* Document passage:

Mahasiddha Nyingmapa Center

This weekend has been cold and rain has bucketed down. I’ve always spoken well of the rain deva’s (in animistic cultures, spirits said to affect the weather – either friends or enemies of the dhutanga monk) and feel they have been kind to me yet again – for by seeming coincidence they chose to break their weeks of draught during a time when I was visiting my friend Paul living beside the Mahasiddha temple in Hawley. I had the entire holiday weekend for personal retreat, practicing Anapanasati listening to the steady rain and rushing mountain streams.

Happily, several friends came to offer Dana through the weekend, and got to share in the beautiful natural setting.

“I’ve lived my whole life 3 miles down the road, and I had no idea this was here.” This was said recently by one Buckland resident, and it’s a sentiment echoed repeatedly by American Buddhists about the quiet and enduring institutions in their midst. The Mahasiddha Nyingmapa Center is one such easily-missed temple.

* Do this: Resume the post about the Mahasiddha Nyingmapa Center, picking up after its final sentence. The data has no role in this work.

[Dataset entries]

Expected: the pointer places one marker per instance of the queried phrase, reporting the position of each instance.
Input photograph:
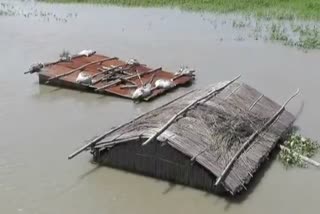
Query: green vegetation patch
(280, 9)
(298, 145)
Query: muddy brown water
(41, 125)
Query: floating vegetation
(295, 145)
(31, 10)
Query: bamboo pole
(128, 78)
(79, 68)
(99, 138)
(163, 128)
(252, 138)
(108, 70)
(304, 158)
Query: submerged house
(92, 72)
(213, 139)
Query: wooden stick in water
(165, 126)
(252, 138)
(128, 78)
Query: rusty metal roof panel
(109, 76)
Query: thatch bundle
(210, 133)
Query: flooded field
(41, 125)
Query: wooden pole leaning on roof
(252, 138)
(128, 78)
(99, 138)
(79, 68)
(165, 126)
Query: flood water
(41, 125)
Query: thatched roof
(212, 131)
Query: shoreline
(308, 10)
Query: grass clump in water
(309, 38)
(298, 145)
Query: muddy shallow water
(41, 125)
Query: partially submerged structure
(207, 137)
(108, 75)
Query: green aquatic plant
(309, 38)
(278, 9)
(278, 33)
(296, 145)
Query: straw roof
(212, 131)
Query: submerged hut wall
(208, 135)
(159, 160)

* Final result:
Nestled in the hills of Hawley, MA, the temple is the American seat of the Tibetan master Dodrupchen Rinpoche. He is the fourth incarnation, meaning that he has been confirmed through a traditional process as having reincarnated three times since his original life as an esteemed Buddhist teacher in Tibet. If you can see the benefits coming from monastics who have been in the robes even a few years, imagine multiplying that by two centuries and you will have a sense of his esteem in Tibetan culture.

With the fall of Tibet to the Chinese in the 1950’s, Dodrupchen Rinpoche was invited to establish himself in the nearby kingdom of Sikkim. It was there that in the 1970’s a group of free-spirited hippies from Conway, MA, met him and developed faith in his teachings. When they returned home they sent him a simple letter asking him to come and give them and their friends the refuges and precepts.

This humble, two-minute ceremony, which we repeat every lunar day for the Uposatha, is the simplest act of undertaking the Buddhist path: expressing confidence in the Buddha, his teaching, and the community, and undertaking a basic set of moral precepts. Despite being abbot of a thriving monastery, Dodrupchen Rinpoche didn’t overlook the request. Instead he stored the letter carefully away.

When Dodrupchen Rinpoche was invited to visit the United States, he was immersed in a strange political landscape of charismatic and controversial Tibetan lama’s courting rich donors and building lavish monasteries. In 1973, Rinpoche managed to navigate all of this and, without really explaining it to anyone, eventually arrived in the humble rural town in western Massachusetts. By getting people to make a few phone calls, he located the group who had made the original request. “I’m the Fourth Dodrupchen Rinpoche, lineage holder of the Longchen Nyingtik.” he said. “I’ve come to give the precepts.”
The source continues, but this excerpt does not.